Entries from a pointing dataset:
━━━━━━━━

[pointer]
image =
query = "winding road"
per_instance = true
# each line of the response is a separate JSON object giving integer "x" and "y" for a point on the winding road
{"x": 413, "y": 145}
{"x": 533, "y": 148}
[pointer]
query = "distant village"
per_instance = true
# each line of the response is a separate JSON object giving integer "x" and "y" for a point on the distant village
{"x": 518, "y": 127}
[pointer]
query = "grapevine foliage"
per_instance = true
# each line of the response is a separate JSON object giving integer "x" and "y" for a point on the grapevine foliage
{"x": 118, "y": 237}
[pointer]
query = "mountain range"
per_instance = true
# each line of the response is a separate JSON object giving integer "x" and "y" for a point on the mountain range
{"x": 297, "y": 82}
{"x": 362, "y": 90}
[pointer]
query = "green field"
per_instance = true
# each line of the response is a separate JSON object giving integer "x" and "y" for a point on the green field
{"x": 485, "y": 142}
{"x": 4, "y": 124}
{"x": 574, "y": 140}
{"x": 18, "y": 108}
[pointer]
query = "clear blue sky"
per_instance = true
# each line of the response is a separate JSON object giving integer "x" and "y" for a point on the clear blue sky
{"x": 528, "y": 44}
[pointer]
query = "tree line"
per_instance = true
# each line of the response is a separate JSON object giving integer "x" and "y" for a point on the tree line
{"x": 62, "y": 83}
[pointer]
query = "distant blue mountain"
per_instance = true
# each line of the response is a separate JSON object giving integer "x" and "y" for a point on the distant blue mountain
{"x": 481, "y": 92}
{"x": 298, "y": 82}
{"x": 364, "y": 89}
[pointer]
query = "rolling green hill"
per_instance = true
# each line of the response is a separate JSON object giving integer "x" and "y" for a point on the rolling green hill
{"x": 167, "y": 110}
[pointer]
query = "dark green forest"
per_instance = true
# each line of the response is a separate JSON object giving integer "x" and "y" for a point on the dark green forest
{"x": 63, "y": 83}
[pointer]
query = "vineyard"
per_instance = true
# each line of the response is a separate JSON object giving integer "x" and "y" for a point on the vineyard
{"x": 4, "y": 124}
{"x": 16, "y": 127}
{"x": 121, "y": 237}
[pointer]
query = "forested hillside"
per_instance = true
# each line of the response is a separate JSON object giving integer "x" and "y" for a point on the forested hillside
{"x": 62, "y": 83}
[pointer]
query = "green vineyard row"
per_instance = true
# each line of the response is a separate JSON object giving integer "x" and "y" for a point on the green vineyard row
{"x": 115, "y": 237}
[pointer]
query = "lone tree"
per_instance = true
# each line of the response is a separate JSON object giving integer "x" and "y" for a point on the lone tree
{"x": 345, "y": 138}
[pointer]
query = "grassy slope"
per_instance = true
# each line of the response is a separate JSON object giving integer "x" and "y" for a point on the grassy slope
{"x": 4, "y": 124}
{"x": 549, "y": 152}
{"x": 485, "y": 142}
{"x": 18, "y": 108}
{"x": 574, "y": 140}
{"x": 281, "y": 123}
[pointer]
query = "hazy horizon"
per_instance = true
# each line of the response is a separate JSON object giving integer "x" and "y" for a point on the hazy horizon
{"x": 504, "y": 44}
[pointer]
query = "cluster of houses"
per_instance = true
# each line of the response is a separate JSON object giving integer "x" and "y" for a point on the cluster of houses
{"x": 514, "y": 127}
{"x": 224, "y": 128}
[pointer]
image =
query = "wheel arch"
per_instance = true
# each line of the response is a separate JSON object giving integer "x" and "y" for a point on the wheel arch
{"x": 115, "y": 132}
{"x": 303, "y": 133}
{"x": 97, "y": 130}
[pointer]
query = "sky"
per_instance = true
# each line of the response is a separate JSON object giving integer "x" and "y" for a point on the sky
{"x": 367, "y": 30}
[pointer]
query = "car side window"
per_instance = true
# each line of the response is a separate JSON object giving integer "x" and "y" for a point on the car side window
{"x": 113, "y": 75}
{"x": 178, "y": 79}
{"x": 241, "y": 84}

━━━━━━━━

● **EXERCISE REQUIREMENTS**
Reproduce each line of the material above precisely.

● **TASK RESULT**
[pointer]
image =
query = "winding road"
per_instance = true
# each line of the response is a separate JSON object giving integer "x" and "y" for a point on the winding road
{"x": 413, "y": 145}
{"x": 533, "y": 148}
[pointer]
query = "distant village"
per_instance = true
# each line of the response is a separate JSON object giving integer "x" and "y" for a point on the distant village
{"x": 518, "y": 127}
[pointer]
query = "grapevine foliage"
per_instance = true
# each line of the response is a separate JSON object giving integer "x" and "y" for a point on the grapevine foliage
{"x": 118, "y": 237}
[pointer]
query = "mountain range"
per_instance = true
# each line of the response is a separate JSON object giving integer "x" and "y" for a point on the mountain range
{"x": 297, "y": 82}
{"x": 362, "y": 90}
[pointer]
query = "green field"
per_instance = true
# each line of the response is a separate JSON object giving integer "x" and "y" for a point on the green field
{"x": 485, "y": 142}
{"x": 4, "y": 124}
{"x": 574, "y": 140}
{"x": 18, "y": 108}
[pointer]
query = "clear blue sky"
per_instance = true
# each line of the response is a separate JSON object giving integer "x" and "y" for a point on the clear blue sky
{"x": 528, "y": 44}
[pointer]
query = "tree line"
per_instance = true
# each line of the response is a separate JSON object giving integer "x" and "y" for a point on the tree line
{"x": 62, "y": 83}
[pointer]
query = "distant blue mountain"
per_instance = true
# each line of the response is a separate JSON object giving integer "x" and "y" for a point on the distant blue mountain
{"x": 481, "y": 92}
{"x": 298, "y": 82}
{"x": 364, "y": 89}
[pointer]
query = "rolling green hill"
per_instance = true
# each line of the response is a separate JSON object giving integer "x" and "y" for a point on the rolling green hill
{"x": 167, "y": 110}
[pointer]
query = "dark green forest"
per_instance = true
# each line of the response is a separate JSON object giving integer "x" and "y" for a point on the dark green forest
{"x": 63, "y": 83}
[pointer]
query = "vineyard"
per_instance = true
# each line of the response is a separate JSON object giving integer "x" and "y" for a point on the vineyard
{"x": 4, "y": 124}
{"x": 16, "y": 127}
{"x": 121, "y": 237}
[pointer]
query = "forested hillside"
per_instance = true
# each line of the response is a separate JSON object giving integer "x" and "y" for a point on the forested hillside
{"x": 62, "y": 83}
[pointer]
query = "green vineyard row"
per_instance = true
# each line of the response is a separate JSON object giving integer "x" and "y" for a point on the green vineyard row
{"x": 115, "y": 237}
[pointer]
query = "lone tree"
per_instance = true
# each line of the response is a separate JSON object giving integer "x" and "y" for a point on the lone tree
{"x": 345, "y": 138}
[pointer]
query = "grassy slope"
per_instance = true
# each line of the response is a separate JSON object giving integer "x" and "y" for a point on the grassy slope
{"x": 4, "y": 124}
{"x": 549, "y": 152}
{"x": 485, "y": 142}
{"x": 18, "y": 108}
{"x": 574, "y": 140}
{"x": 281, "y": 123}
[pointer]
query = "hazy horizon"
per_instance = true
# each line of the response is a separate JSON object giving integer "x" and "y" for a point on the hazy horizon
{"x": 504, "y": 44}
[pointer]
query = "cluster of houses"
per_instance = true
# each line of the response is a separate JSON object giving integer "x" and "y" for a point on the cluster of houses
{"x": 514, "y": 127}
{"x": 224, "y": 128}
[pointer]
image =
query = "wheel arch"
per_instance = true
# each line of the response is a separate JSON object giving integer "x" and "y" for a point on the wheel arch
{"x": 115, "y": 132}
{"x": 303, "y": 133}
{"x": 97, "y": 130}
[pointer]
query = "sky"
per_instance = true
# each line of the response is a separate JSON object giving integer "x" and "y" for a point on the sky
{"x": 367, "y": 30}
[pointer]
query = "car side window"
per_instance = true
# each line of the response is a separate JSON object giving integer "x" and "y" for a point on the car side window
{"x": 113, "y": 75}
{"x": 178, "y": 79}
{"x": 241, "y": 84}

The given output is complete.